Work instructions: Starting at the top of the items and ending with the line that contains "negative clicks: (767, 49)", write those lines out again with each "rough mask" swapped for "coarse mask" and nothing else altered.

======== Data section

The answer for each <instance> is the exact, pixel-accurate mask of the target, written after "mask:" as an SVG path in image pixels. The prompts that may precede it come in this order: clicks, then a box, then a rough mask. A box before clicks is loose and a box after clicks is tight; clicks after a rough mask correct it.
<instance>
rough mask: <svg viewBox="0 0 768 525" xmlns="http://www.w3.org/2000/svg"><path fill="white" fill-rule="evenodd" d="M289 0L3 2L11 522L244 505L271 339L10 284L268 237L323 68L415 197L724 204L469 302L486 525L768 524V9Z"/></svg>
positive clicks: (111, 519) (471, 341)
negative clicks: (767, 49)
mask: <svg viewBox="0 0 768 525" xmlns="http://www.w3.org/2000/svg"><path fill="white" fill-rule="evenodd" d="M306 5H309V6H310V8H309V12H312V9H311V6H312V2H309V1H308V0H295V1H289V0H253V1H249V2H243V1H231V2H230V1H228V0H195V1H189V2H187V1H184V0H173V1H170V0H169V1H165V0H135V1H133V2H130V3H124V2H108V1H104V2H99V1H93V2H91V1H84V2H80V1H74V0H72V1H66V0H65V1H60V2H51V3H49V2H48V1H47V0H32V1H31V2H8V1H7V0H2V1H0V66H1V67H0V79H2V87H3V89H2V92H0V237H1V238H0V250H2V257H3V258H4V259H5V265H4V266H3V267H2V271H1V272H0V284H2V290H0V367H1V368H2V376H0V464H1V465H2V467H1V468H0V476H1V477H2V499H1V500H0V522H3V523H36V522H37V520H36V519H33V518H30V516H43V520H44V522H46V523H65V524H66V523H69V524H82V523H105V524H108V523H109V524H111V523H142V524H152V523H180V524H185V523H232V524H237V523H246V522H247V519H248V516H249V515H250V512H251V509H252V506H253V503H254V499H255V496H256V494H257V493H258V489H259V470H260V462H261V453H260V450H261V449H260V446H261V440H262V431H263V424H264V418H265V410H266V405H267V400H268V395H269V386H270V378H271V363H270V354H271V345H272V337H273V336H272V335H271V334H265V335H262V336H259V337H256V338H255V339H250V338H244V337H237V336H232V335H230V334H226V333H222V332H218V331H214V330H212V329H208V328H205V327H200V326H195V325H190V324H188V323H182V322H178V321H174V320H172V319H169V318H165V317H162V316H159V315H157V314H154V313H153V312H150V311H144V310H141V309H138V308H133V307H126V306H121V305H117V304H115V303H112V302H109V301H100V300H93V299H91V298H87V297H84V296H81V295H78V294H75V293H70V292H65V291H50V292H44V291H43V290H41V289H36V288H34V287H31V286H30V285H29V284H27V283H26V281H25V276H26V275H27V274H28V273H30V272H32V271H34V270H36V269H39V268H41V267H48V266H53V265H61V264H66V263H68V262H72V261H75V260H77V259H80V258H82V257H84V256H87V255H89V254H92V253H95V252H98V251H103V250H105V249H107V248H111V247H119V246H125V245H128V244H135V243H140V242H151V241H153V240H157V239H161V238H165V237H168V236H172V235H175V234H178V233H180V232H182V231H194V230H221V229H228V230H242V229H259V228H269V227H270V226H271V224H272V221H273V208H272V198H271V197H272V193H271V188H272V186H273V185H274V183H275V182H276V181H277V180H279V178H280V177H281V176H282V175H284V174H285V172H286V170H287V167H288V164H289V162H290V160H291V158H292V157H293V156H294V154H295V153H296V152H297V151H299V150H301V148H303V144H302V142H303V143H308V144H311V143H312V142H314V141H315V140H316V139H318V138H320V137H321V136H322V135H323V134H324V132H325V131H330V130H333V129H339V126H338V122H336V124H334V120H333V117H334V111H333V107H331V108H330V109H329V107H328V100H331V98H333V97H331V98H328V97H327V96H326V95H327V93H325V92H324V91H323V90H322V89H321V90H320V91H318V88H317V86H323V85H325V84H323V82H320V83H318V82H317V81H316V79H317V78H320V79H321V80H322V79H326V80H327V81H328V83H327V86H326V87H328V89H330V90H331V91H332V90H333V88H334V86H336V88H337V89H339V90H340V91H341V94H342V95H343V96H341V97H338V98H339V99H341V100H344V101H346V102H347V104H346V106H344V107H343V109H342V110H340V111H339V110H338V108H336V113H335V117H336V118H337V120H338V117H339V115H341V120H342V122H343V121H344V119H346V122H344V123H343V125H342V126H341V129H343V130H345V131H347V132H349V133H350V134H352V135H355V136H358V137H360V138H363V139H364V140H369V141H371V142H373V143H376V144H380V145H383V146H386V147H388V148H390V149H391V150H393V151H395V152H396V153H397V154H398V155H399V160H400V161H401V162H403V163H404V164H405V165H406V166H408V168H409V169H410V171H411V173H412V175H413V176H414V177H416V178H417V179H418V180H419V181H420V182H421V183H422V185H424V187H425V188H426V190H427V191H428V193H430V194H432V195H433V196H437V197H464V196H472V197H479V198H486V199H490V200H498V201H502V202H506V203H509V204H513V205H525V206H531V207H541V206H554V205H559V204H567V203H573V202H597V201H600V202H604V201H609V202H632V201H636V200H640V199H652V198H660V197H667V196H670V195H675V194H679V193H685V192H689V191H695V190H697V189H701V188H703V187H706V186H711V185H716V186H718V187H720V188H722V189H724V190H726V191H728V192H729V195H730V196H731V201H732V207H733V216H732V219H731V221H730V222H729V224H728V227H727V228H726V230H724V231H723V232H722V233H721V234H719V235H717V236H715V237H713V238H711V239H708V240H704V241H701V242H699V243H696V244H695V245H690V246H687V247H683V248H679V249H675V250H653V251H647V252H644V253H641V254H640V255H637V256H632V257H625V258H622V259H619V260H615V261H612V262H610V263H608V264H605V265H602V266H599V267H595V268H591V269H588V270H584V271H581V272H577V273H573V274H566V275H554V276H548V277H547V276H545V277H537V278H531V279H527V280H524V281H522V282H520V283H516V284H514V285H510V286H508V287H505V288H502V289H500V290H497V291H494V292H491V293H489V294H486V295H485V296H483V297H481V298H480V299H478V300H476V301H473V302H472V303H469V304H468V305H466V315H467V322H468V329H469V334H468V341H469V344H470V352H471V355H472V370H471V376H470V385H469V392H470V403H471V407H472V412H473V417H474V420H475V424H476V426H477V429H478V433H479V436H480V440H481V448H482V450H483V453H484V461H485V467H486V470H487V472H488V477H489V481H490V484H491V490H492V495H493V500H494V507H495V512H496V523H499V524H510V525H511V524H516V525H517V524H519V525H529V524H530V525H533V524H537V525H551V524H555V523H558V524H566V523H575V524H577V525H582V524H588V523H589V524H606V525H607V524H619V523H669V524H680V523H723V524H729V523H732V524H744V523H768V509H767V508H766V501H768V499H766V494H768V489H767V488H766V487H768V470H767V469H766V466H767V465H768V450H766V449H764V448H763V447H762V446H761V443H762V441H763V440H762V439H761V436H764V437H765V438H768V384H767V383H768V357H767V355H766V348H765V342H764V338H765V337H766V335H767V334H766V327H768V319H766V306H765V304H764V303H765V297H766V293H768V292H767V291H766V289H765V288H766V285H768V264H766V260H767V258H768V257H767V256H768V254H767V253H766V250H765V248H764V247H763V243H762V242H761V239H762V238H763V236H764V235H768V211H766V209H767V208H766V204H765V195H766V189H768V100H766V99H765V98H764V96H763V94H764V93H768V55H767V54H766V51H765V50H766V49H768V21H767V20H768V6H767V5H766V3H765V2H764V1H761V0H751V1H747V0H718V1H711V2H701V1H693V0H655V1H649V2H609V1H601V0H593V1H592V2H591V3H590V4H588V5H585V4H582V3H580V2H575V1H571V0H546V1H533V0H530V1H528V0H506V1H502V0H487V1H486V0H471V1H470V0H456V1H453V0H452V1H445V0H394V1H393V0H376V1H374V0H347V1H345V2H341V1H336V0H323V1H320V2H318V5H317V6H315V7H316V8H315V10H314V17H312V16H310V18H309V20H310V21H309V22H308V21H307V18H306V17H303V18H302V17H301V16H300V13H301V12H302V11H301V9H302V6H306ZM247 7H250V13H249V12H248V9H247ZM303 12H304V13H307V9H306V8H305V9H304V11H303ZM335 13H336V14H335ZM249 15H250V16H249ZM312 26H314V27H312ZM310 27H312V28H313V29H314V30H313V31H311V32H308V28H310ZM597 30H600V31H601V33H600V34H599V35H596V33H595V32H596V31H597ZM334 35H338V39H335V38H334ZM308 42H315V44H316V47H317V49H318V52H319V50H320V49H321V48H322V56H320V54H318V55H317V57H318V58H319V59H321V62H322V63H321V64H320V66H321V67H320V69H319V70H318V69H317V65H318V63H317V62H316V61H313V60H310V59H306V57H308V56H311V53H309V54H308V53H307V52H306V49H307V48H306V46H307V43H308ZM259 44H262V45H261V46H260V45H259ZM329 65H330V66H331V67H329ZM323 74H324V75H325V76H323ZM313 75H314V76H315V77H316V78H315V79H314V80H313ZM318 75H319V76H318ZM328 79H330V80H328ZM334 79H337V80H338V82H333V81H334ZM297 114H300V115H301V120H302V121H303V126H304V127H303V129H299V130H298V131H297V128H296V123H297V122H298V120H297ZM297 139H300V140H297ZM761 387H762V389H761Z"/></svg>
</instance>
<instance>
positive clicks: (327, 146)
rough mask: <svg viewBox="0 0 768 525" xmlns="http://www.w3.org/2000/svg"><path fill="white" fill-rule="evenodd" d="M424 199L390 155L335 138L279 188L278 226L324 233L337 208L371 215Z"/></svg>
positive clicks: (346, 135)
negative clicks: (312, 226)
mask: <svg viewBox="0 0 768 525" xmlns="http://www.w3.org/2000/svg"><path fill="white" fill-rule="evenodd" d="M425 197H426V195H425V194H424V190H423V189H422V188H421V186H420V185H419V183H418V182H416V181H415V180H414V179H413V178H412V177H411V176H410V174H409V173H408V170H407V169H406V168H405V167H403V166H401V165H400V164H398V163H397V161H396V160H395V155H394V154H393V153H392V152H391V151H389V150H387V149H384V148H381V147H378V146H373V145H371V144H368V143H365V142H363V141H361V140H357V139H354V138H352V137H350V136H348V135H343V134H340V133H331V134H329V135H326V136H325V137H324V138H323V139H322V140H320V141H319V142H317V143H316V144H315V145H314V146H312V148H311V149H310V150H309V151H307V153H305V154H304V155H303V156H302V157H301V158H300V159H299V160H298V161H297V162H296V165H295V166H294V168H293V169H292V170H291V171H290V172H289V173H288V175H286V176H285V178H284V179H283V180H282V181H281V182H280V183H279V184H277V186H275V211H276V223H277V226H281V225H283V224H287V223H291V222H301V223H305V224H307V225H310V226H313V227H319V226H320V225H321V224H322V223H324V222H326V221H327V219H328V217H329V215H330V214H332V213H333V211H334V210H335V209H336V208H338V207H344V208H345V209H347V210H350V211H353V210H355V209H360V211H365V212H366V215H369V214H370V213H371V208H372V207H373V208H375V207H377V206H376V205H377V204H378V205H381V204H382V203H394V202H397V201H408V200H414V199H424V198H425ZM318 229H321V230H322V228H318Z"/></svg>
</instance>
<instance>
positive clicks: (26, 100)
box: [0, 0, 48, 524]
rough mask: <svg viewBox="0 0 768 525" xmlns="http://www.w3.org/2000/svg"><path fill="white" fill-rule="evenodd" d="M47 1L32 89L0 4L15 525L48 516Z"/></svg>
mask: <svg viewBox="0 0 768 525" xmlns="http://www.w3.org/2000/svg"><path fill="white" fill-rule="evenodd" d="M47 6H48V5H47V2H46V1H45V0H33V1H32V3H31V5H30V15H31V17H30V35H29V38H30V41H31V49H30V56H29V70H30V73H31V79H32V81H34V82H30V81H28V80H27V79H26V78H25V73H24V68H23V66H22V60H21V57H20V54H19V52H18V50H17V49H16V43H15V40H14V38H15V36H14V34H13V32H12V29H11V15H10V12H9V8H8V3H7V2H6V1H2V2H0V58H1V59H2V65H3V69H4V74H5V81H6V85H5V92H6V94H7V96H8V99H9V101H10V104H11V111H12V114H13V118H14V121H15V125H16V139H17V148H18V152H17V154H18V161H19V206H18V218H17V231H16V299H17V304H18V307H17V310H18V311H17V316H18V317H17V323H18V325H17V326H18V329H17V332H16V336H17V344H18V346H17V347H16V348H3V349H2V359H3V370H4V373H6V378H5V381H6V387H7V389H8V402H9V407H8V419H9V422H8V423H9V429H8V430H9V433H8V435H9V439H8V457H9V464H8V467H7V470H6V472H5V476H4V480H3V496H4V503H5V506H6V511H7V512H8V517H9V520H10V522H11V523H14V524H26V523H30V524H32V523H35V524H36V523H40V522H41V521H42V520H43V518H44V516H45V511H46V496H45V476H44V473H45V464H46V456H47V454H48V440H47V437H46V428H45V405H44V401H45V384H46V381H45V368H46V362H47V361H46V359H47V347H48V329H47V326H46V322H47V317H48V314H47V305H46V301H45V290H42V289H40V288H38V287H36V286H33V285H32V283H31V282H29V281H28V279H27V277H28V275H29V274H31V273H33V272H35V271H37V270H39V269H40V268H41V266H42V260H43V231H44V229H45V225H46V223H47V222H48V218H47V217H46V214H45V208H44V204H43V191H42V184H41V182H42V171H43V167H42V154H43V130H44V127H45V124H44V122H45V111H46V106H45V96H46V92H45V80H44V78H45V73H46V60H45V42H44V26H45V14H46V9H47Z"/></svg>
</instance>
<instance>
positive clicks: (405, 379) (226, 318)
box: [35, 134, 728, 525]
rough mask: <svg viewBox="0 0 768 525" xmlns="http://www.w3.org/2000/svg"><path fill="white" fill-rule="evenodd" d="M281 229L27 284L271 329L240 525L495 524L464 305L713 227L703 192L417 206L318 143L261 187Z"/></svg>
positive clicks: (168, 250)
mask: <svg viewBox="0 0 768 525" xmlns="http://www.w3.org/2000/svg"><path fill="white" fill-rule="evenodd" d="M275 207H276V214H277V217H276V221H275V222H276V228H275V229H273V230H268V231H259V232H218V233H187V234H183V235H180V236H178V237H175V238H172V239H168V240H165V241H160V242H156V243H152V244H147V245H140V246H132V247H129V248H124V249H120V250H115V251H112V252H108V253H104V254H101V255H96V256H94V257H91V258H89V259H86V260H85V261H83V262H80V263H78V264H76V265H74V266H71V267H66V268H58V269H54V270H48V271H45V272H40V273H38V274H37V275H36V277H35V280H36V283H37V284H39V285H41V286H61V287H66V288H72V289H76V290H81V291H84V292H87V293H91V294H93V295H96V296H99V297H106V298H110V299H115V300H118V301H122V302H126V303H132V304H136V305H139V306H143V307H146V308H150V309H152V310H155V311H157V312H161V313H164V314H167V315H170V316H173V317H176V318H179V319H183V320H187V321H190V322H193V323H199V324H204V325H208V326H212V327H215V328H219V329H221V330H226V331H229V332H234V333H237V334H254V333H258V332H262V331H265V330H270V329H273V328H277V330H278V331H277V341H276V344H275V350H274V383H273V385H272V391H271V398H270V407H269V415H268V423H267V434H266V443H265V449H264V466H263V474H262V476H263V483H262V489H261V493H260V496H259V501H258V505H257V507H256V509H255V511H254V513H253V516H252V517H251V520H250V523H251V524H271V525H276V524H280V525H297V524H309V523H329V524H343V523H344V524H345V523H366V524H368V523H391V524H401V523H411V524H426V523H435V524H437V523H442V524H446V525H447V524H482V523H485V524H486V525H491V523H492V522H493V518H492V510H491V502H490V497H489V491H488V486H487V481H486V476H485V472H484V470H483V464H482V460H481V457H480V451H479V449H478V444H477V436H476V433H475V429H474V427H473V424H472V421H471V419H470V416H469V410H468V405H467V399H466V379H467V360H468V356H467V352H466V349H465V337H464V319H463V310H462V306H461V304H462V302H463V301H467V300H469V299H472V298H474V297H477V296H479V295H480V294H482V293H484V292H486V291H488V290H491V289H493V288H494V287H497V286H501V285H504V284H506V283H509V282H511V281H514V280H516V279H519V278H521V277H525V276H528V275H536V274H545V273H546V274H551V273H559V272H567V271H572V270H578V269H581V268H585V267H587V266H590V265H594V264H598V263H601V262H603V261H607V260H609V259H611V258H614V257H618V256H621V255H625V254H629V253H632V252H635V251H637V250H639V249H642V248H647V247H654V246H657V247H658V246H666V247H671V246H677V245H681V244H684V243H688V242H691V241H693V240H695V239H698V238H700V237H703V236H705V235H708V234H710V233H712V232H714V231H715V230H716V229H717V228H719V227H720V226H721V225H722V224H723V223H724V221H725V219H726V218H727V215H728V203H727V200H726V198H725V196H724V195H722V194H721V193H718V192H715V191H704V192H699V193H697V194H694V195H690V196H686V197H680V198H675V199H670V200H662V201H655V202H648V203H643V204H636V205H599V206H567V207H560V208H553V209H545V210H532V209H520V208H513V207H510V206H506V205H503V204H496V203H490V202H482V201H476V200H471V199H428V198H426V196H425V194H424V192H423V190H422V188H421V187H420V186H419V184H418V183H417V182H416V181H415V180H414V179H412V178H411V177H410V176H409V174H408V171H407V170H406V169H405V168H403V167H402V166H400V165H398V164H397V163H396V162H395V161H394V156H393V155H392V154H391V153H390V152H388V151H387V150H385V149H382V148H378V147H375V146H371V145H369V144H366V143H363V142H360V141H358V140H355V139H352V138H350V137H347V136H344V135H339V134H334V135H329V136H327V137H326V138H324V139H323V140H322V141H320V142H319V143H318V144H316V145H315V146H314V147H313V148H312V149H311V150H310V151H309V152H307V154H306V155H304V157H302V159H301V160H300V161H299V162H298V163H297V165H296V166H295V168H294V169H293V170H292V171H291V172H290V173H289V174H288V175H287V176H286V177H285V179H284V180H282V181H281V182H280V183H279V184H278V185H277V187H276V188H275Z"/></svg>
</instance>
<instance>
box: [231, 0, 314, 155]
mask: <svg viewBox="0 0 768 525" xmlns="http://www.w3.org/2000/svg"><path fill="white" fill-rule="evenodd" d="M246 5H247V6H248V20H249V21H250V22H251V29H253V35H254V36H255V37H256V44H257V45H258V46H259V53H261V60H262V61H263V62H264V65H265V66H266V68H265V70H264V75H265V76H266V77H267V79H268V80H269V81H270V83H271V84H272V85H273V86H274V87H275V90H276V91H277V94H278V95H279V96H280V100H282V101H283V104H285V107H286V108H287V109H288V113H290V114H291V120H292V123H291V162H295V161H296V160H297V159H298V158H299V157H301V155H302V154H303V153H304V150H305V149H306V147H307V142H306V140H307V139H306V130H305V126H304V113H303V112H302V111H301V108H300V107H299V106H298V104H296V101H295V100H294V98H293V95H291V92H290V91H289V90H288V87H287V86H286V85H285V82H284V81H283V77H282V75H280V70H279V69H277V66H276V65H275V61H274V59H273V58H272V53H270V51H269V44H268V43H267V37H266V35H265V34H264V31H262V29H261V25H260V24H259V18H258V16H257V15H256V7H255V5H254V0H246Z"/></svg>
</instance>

================

Output below:
The answer for each <instance> is the exact, pixel-accurate mask of the target, written after "mask:" as an SVG path in image pixels. The prompts that may precede it come in this order: clicks, then a box, then a coarse mask. A box before clicks is loose and a box after clicks is tight; clicks after a coarse mask correct it.
<instance>
coarse mask: <svg viewBox="0 0 768 525" xmlns="http://www.w3.org/2000/svg"><path fill="white" fill-rule="evenodd" d="M289 0L3 2L11 522L244 505L271 339L10 284L268 237L323 68L415 197L724 204L469 302L486 525L768 524V9Z"/></svg>
positive clicks: (111, 519) (471, 341)
negative clicks: (767, 49)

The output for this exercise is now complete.